Turn every line of the records into a Markdown table with the columns Row and Line, numbering the rows and skipping blank lines. Omit the pictures from the table.

#####

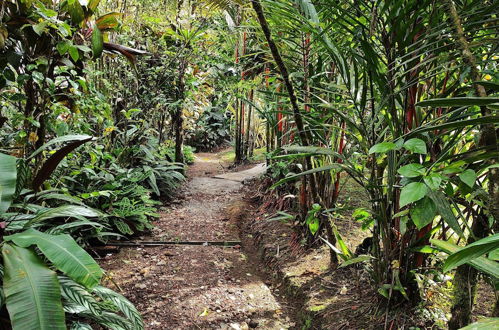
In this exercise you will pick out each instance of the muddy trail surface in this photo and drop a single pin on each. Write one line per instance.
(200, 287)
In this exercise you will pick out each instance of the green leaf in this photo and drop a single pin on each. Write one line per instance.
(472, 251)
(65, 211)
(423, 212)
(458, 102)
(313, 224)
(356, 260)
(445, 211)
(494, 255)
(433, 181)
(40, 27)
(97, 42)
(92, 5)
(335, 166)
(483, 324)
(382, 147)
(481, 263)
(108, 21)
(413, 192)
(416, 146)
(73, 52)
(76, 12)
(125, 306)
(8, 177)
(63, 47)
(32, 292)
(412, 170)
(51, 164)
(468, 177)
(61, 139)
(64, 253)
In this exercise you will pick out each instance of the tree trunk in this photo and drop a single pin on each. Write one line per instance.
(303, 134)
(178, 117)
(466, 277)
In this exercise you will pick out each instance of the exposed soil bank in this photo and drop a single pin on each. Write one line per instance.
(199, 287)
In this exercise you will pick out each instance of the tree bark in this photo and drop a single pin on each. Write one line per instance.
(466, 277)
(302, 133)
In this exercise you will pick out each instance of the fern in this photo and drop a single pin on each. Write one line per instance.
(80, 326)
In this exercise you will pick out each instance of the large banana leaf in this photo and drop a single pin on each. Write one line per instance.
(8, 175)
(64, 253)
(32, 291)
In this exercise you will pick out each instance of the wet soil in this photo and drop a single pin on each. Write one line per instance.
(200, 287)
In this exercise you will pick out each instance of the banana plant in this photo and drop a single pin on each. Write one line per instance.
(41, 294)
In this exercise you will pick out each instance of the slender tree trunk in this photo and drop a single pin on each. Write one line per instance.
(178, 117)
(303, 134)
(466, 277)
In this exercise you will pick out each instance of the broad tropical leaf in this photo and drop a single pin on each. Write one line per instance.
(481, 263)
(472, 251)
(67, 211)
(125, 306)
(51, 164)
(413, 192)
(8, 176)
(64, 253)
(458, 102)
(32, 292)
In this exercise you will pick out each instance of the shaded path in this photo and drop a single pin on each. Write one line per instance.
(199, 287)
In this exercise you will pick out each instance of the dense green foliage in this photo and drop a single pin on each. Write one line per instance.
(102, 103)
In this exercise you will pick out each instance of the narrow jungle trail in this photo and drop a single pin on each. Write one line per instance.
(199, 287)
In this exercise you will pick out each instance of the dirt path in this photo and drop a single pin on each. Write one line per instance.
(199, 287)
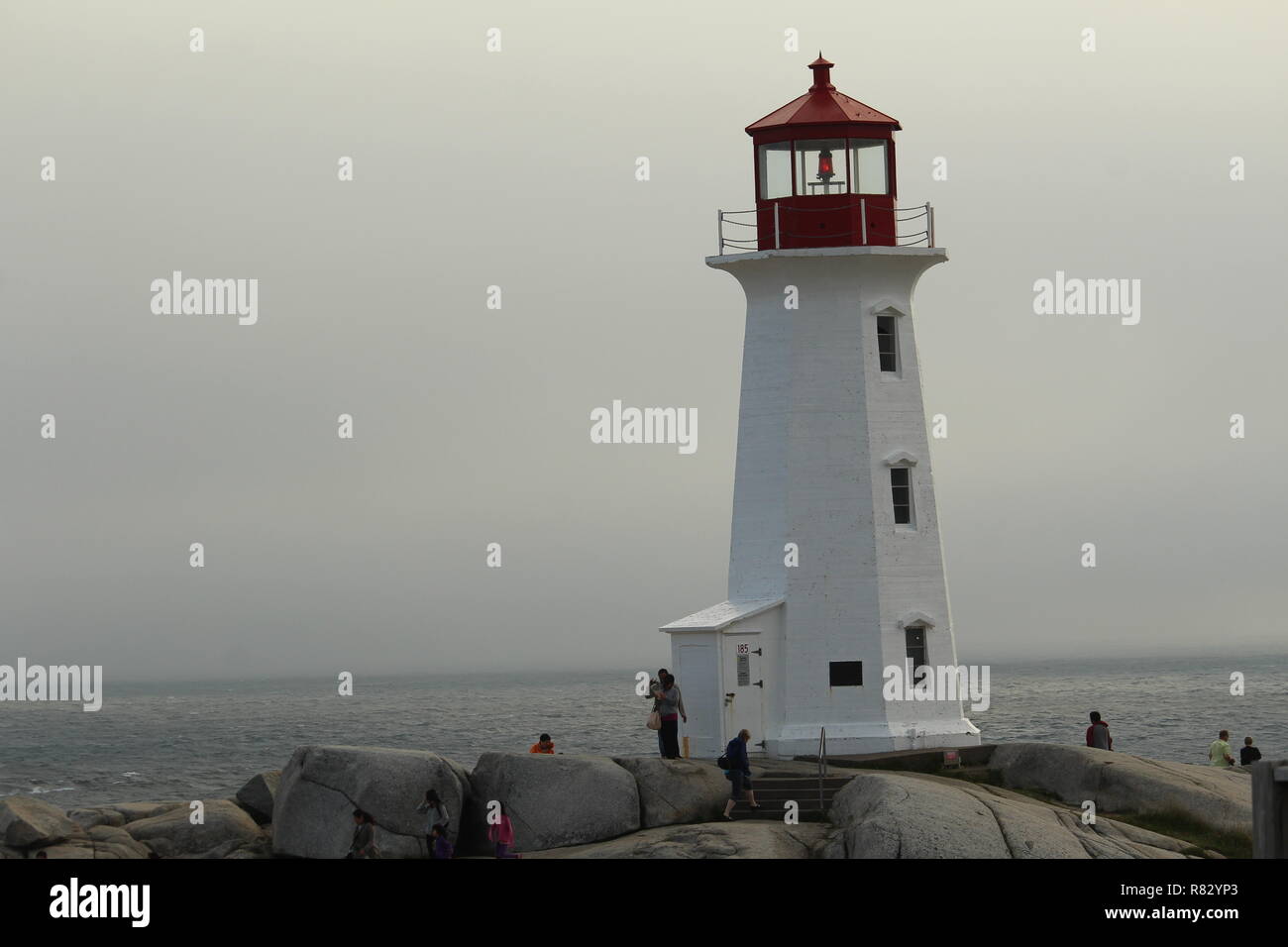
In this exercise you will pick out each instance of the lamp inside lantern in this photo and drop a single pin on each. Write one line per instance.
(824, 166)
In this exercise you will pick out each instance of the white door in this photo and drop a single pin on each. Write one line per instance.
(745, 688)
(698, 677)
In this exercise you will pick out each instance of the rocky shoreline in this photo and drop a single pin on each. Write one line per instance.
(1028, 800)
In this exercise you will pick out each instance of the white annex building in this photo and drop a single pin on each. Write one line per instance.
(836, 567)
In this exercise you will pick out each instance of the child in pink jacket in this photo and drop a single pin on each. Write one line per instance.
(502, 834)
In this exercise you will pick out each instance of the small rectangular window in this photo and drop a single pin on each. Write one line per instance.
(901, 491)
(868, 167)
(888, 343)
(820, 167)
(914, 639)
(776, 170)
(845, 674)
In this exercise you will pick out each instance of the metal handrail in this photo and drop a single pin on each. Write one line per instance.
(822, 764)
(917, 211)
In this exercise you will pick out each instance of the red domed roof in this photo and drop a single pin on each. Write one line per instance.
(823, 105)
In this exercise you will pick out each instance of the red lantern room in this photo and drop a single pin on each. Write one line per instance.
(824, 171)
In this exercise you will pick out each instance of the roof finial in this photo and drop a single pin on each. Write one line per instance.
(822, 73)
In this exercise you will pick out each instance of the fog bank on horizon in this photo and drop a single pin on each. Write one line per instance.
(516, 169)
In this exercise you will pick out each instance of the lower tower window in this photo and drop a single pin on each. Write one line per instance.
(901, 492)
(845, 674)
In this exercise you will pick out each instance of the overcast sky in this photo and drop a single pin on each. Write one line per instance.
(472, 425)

#####

** ANSWER IN FULL **
| Row | Line |
|---|---|
| 1 | In this exercise you will pick out each instance of the muddy trail surface in this photo and drop a single pin on each. Write one line per instance. |
| 2 | (200, 287) |
| 3 | In this exercise you will pick out each instance of the green leaf in this photo and drop a single pin on each. Write one line per instance. |
| 4 | (472, 251) |
| 5 | (65, 211) |
| 6 | (423, 212) |
| 7 | (458, 102) |
| 8 | (313, 224) |
| 9 | (356, 260) |
| 10 | (445, 211) |
| 11 | (494, 255) |
| 12 | (433, 181) |
| 13 | (40, 27) |
| 14 | (97, 42) |
| 15 | (92, 5) |
| 16 | (335, 166) |
| 17 | (483, 324) |
| 18 | (382, 147) |
| 19 | (481, 263) |
| 20 | (108, 21) |
| 21 | (413, 192) |
| 22 | (416, 146) |
| 23 | (73, 52) |
| 24 | (76, 12) |
| 25 | (125, 306) |
| 26 | (8, 177) |
| 27 | (63, 47) |
| 28 | (32, 292) |
| 29 | (412, 170) |
| 30 | (51, 164) |
| 31 | (468, 177) |
| 32 | (61, 139) |
| 33 | (64, 253) |
| 34 | In this exercise you will pick out each instance of the tree trunk in this photo and drop a single pin on each. Write one line per instance. |
| 35 | (303, 134) |
| 36 | (178, 117) |
| 37 | (466, 277) |
| 38 | In this exercise you will pick out each instance of the exposed soil bank in this photo and drop a single pin on each. Write one line per instance. |
| 39 | (199, 287) |
| 40 | In this exercise you will pick out each instance of the tree bark in this photo and drop a single pin on each. Write one line per instance. |
| 41 | (466, 277) |
| 42 | (302, 133) |
| 43 | In this exercise you will pick out each instance of the fern in this photo and drop a single pin on each. Write one line per instance. |
| 44 | (80, 326) |
| 45 | In this exercise you will pick out each instance of the large banana leaf in this photo and drop a single pin on each. Write one line per instance. |
| 46 | (8, 175) |
| 47 | (64, 253) |
| 48 | (32, 291) |
| 49 | In this exercise you will pick out each instance of the wet soil in this photo and drop a single pin on each. Write one line per instance. |
| 50 | (200, 287) |
| 51 | In this exercise you will pick out each instance of the banana plant in this photo and drop a single pin on each. Write one line per instance. |
| 52 | (41, 294) |
| 53 | In this exercise you will pick out each instance of the slender tree trunk in this photo and drop a single pin on each. Write one line per instance. |
| 54 | (178, 117) |
| 55 | (303, 134) |
| 56 | (466, 277) |
| 57 | In this exercise you will pick out each instance of the broad tropical leaf in this photo and drop a single pin on each. Write one line per instance. |
| 58 | (481, 263) |
| 59 | (472, 251) |
| 60 | (67, 211) |
| 61 | (125, 306) |
| 62 | (51, 164) |
| 63 | (413, 192) |
| 64 | (8, 176) |
| 65 | (64, 253) |
| 66 | (458, 102) |
| 67 | (32, 292) |
| 68 | In this exercise you will pick out each instance of the shaded path in this photo and drop a single pin on each. Write one line per instance. |
| 69 | (199, 287) |
| 70 | In this exercise you will pick out each instance of the dense green foliage in this photo and drop a single pin on each. Write one line per instance. |
| 71 | (102, 103) |
| 72 | In this exercise you will pick out each instance of the narrow jungle trail in this photo and drop a single pin on each. Write one line per instance. |
| 73 | (199, 287) |
| 74 | In this exercise you will pick out each instance of the dirt path in this photo and drop a single pin on each. Write one line per instance. |
| 75 | (199, 287) |
| 76 | In this exercise you will pick out each instance of the lamp inside lantern in this photo and drop a single pin on each. Write one line per instance. |
| 77 | (824, 166) |
| 78 | In this exercise you will pick out each instance of the white door in this photo and drop a single pin on each. Write one line per instance. |
| 79 | (745, 688) |
| 80 | (698, 677) |
| 81 | In this exercise you will pick out each instance of the rocky shoreline in this photo and drop a single pin on each. Write one line per instance. |
| 82 | (1028, 800) |
| 83 | In this exercise you will pick out each instance of the white annex building in this photo and drop a single pin on each. Write one line per instance. |
| 84 | (836, 567) |
| 85 | In this exercise you will pick out each instance of the child in pink jacket in this photo and drop a single pin on each. Write one line per instance. |
| 86 | (502, 834) |
| 87 | In this exercise you will pick out each instance of the small rectangular window in this photo and drop a single pin on each. Write one line per instance. |
| 88 | (901, 491) |
| 89 | (868, 167) |
| 90 | (888, 343) |
| 91 | (820, 167) |
| 92 | (914, 639) |
| 93 | (776, 170) |
| 94 | (845, 674) |
| 95 | In this exercise you will pick out each instance of the metal handrail in this photo and drop a single pin on each. Write one line per instance. |
| 96 | (822, 764) |
| 97 | (917, 211) |
| 98 | In this exercise you will pick out each instance of the red domed roof in this photo and drop a single pin on each. Write one line per instance. |
| 99 | (823, 105) |
| 100 | In this exercise you will pick out each instance of the red lantern room in this photo and drop a single pin on each. Write one line per instance. |
| 101 | (824, 171) |
| 102 | In this exercise you will pick out each instance of the roof finial in this photo and drop a single pin on each. Write one line per instance. |
| 103 | (822, 73) |
| 104 | In this exercise you will pick out each instance of the fog bank on horizon in this photo and drop a single pin on each. Write one line per instance. |
| 105 | (516, 169) |
| 106 | In this exercise you will pick out each instance of the lower tower window in this photo and drop a single pin on each. Write one line per instance. |
| 107 | (901, 492) |
| 108 | (845, 674) |
| 109 | In this exercise you will pick out each instance of the overcast sky in this photo and drop a single pin on each. Write one line per instance. |
| 110 | (472, 425) |